→ Material:
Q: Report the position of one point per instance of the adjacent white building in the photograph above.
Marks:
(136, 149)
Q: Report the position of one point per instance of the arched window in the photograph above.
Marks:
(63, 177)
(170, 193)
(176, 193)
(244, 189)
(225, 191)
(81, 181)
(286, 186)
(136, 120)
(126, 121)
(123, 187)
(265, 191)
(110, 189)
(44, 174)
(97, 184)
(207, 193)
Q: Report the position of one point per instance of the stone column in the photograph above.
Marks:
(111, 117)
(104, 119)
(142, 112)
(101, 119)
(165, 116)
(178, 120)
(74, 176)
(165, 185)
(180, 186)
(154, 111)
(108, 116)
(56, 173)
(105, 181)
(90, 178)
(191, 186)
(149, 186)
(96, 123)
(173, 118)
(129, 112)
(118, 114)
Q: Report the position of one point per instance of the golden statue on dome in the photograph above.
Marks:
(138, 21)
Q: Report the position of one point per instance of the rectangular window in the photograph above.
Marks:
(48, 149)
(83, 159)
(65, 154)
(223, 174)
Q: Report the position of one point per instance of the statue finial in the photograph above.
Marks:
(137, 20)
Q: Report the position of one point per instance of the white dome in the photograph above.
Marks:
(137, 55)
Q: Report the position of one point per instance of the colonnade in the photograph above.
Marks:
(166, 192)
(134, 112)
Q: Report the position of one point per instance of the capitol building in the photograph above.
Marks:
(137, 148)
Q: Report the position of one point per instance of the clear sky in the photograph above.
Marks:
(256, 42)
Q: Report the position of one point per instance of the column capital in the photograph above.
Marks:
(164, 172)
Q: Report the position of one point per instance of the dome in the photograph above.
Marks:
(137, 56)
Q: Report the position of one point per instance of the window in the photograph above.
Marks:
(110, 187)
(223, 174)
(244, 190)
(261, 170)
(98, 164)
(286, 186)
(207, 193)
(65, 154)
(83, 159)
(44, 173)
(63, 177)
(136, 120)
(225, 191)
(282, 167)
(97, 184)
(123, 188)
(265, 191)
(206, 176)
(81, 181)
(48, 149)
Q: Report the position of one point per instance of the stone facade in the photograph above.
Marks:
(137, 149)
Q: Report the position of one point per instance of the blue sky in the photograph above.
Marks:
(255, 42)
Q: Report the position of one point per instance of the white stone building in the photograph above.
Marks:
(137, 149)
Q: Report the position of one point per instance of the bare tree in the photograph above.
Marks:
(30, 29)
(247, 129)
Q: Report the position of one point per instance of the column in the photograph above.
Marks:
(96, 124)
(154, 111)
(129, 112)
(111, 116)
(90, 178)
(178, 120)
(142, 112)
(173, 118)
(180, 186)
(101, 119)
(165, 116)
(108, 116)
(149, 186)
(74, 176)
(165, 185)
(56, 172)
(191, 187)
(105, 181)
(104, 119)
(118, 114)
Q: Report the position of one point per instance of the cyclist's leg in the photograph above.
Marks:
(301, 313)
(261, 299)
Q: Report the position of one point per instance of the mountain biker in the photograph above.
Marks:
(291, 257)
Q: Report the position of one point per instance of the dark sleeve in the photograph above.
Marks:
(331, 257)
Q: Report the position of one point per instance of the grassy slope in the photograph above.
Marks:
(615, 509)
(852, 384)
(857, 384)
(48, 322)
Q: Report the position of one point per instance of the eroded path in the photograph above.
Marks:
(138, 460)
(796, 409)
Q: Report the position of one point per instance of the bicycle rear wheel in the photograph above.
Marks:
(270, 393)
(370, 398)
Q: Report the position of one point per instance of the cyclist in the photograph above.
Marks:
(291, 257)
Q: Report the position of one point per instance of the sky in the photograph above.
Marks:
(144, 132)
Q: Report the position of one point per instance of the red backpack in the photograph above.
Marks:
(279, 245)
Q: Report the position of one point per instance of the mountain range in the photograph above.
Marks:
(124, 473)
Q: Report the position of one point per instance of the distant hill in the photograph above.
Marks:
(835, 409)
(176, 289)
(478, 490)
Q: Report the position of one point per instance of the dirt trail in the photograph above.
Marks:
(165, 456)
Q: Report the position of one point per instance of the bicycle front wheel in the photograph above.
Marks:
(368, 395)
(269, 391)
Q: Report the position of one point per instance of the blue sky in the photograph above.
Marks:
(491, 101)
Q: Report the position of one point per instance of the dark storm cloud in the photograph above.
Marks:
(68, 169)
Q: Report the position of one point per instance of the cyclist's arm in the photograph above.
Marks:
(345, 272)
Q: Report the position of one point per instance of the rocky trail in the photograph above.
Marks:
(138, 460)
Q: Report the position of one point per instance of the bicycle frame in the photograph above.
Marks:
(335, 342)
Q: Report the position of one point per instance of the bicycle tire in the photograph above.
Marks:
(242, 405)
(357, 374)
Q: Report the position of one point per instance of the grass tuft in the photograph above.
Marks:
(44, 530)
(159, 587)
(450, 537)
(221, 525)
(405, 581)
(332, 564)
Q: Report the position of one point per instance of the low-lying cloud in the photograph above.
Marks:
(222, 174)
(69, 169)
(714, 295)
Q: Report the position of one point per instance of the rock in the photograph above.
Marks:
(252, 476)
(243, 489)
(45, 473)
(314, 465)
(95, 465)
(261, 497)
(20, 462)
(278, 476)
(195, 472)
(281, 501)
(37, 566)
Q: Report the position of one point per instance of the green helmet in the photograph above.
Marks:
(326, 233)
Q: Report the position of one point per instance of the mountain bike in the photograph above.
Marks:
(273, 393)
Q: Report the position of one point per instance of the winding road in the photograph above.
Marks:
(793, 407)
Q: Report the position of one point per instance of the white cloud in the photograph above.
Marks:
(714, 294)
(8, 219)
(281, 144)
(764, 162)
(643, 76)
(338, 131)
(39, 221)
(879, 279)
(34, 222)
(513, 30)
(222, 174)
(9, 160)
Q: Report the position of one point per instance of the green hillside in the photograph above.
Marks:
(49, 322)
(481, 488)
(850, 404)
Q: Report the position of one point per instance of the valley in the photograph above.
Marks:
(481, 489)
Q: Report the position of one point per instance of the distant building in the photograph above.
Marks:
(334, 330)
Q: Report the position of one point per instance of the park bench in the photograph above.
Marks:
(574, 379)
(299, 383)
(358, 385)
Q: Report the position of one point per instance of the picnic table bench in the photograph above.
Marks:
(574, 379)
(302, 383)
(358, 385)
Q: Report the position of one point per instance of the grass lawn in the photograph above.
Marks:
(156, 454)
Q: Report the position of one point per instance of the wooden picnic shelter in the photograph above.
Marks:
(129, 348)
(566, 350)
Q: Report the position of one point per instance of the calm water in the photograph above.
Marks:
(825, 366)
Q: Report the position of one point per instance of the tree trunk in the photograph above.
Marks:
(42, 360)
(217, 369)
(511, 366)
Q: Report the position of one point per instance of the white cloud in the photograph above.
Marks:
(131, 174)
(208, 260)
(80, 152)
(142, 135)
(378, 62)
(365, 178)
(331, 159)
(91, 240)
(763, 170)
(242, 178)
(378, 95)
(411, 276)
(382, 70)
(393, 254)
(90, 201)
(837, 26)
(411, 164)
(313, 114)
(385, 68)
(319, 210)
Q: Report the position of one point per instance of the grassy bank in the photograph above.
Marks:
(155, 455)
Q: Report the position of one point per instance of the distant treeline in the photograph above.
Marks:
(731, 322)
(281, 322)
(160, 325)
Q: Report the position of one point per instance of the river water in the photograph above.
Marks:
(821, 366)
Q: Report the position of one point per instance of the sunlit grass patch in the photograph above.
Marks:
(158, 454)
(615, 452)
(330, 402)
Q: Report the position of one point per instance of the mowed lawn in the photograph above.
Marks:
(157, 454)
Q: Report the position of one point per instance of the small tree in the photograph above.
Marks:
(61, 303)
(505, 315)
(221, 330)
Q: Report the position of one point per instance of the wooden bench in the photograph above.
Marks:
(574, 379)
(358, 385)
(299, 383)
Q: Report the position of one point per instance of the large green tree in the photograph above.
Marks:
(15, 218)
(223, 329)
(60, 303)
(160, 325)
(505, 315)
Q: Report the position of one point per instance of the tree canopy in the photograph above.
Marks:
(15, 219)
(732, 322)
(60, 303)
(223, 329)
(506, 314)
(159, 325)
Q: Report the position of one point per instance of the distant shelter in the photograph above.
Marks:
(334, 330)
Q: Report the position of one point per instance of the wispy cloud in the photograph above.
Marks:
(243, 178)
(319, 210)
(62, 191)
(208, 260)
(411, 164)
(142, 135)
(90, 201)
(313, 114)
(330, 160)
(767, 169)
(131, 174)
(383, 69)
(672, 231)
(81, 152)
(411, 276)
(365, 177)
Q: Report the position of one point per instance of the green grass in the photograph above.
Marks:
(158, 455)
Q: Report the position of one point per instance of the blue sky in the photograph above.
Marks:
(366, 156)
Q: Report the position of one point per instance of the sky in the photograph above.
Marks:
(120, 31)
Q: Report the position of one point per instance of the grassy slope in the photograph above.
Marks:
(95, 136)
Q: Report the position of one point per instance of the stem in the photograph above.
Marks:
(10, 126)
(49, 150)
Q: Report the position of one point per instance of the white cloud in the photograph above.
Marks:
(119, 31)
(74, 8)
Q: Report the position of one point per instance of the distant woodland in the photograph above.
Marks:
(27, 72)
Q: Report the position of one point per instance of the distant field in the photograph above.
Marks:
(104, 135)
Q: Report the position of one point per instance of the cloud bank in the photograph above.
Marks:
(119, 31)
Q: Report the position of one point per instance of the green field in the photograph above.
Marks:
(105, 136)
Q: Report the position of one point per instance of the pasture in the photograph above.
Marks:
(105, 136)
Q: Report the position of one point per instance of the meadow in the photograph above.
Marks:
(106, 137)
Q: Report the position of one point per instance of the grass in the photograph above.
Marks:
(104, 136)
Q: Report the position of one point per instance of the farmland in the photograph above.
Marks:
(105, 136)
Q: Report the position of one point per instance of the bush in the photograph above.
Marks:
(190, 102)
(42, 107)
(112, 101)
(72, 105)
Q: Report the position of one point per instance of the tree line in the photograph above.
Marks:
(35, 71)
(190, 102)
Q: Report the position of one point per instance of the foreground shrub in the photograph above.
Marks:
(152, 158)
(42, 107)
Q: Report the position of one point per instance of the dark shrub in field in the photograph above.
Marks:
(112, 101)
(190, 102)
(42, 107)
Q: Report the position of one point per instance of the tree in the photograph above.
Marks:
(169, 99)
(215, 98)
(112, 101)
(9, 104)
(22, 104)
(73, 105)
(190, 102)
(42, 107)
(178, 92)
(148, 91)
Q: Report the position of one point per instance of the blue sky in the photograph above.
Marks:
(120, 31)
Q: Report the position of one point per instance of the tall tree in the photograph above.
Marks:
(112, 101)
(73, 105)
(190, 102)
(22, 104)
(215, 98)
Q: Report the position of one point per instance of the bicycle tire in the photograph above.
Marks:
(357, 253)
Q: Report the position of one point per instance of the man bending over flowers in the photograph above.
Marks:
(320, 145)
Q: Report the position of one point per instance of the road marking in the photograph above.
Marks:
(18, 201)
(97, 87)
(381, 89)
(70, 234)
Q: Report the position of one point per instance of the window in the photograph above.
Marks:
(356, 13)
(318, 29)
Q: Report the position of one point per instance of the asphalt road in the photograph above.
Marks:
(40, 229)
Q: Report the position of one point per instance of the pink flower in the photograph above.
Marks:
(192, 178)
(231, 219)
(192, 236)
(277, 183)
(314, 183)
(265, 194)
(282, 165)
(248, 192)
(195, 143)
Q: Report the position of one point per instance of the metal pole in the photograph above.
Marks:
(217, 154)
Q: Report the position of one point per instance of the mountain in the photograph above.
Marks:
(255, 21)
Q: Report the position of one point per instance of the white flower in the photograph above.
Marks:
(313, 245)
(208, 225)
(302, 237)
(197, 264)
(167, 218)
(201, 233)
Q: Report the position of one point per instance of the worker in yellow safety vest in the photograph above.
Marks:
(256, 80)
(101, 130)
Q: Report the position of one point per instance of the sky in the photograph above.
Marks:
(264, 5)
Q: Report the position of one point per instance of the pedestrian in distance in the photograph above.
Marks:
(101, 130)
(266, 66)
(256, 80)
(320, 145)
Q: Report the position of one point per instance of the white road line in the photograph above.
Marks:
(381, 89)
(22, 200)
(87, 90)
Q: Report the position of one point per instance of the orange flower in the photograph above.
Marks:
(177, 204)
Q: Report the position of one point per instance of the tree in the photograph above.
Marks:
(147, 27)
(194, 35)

→ Exercise goal:
Everything from the line that contains "asphalt road in the photograph above." through the end of the records must be duplicated exactly, and nothing outside that range.

→ Response:
Q: Report the position of one point per instance of the asphalt road in the photograph above.
Marks:
(40, 229)
Q: Report the position of one point per instance of the pink flower in the photograph above.
Marks:
(192, 178)
(231, 219)
(192, 236)
(277, 183)
(314, 183)
(265, 194)
(282, 165)
(248, 192)
(195, 143)
Q: Report the position of one point per instance of the metal pole in the photograph above.
Marks:
(217, 154)
Q: Report the position of one point per instance of the mountain in the photograph above.
Marks:
(255, 21)
Q: Report the position of one point per instance of the white flower in the photograph above.
Marks:
(313, 245)
(208, 225)
(302, 237)
(197, 264)
(167, 218)
(201, 233)
Q: Report the position of one point per instance of the worker in yellow safety vest in the photograph above.
Marks:
(256, 80)
(101, 130)
Q: Report the position of one point per instance of the sky in the photograph above.
Marks:
(264, 5)
Q: Report the position of one point per instance of the pedestrian in distance in the photograph above.
Marks:
(101, 130)
(266, 66)
(256, 80)
(320, 145)
Q: Report the position of one point per instance of the white road line in the photograph above.
Marks:
(381, 89)
(22, 200)
(87, 90)
Q: Report the position of one point per instance of the orange flower in the photograph above.
Marks:
(177, 204)
Q: Report the position of one point per instance of the tree in the photograph above.
Marks:
(147, 27)
(194, 35)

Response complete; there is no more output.